Collected data entries »
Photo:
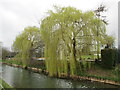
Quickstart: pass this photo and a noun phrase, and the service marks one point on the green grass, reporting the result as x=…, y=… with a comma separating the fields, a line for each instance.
x=96, y=71
x=3, y=84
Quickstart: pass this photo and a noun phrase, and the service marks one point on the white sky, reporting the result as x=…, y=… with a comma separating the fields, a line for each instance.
x=15, y=15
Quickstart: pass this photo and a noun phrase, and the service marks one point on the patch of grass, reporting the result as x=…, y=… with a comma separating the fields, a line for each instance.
x=4, y=84
x=101, y=73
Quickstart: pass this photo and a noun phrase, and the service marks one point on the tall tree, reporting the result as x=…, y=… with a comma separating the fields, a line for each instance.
x=26, y=43
x=65, y=32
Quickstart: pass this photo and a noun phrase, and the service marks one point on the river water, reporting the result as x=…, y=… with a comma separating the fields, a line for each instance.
x=21, y=78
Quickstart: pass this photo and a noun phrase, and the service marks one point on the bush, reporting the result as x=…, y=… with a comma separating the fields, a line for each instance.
x=109, y=57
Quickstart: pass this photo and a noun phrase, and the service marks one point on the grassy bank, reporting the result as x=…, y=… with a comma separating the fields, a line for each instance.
x=94, y=72
x=3, y=84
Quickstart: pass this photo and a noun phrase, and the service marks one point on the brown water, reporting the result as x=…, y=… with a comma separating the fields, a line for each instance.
x=20, y=78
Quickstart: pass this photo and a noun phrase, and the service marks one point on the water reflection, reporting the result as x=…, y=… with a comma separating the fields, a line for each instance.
x=20, y=78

What you should do » Each entry above should be written out again exactly, without its pictures.

Solution to this exercise »
Photo:
Quickstart: pass this photo and a noun phrase, and the service marks one point on the green grass, reporting the result as x=…, y=… with a comma separating the fields, a line for each instance.
x=96, y=71
x=3, y=84
Quickstart: pass this photo and a noun phrase, and the service marks one point on the white sky, reporting the result as x=…, y=… with a comma separating the fields, a line for each instance.
x=15, y=15
Quickstart: pass this photo and a noun phrase, and the service marks one point on the patch of grass, reporting the result as x=…, y=… with a comma separating the fields, a line for each instance.
x=4, y=84
x=101, y=73
Quickstart: pass this photo and a noun phrase, and the service marks one point on the tall tree, reporting the result as x=…, y=… with a comma separating the fields, a line for each instance.
x=26, y=43
x=65, y=32
Quickstart: pass this photo and a noun phrase, and the service marks one point on the river water, reporting the result as x=…, y=… with a comma separating the fields, a line for each instance.
x=21, y=78
Quickstart: pass this photo and a noun phrase, and the service marks one point on the bush, reporting the result as x=…, y=… with a comma separating the fields, a line for each instance.
x=109, y=57
Quickstart: pass this photo and a noun phrase, and the service marks one point on the grassy bank, reporting the result as x=…, y=… with a comma separating the fields, a line for each instance.
x=94, y=72
x=3, y=84
Quickstart: pass this photo and a noun phrase, and the service marks one point on the brown water, reporting the result as x=…, y=… with a comma separating the fields, a line for each instance.
x=20, y=78
Quickstart: pass this photo and a noun phrase, and the service marks one point on the water reflection, reporting the result as x=…, y=… with a comma separating the fields, a line for each instance.
x=20, y=78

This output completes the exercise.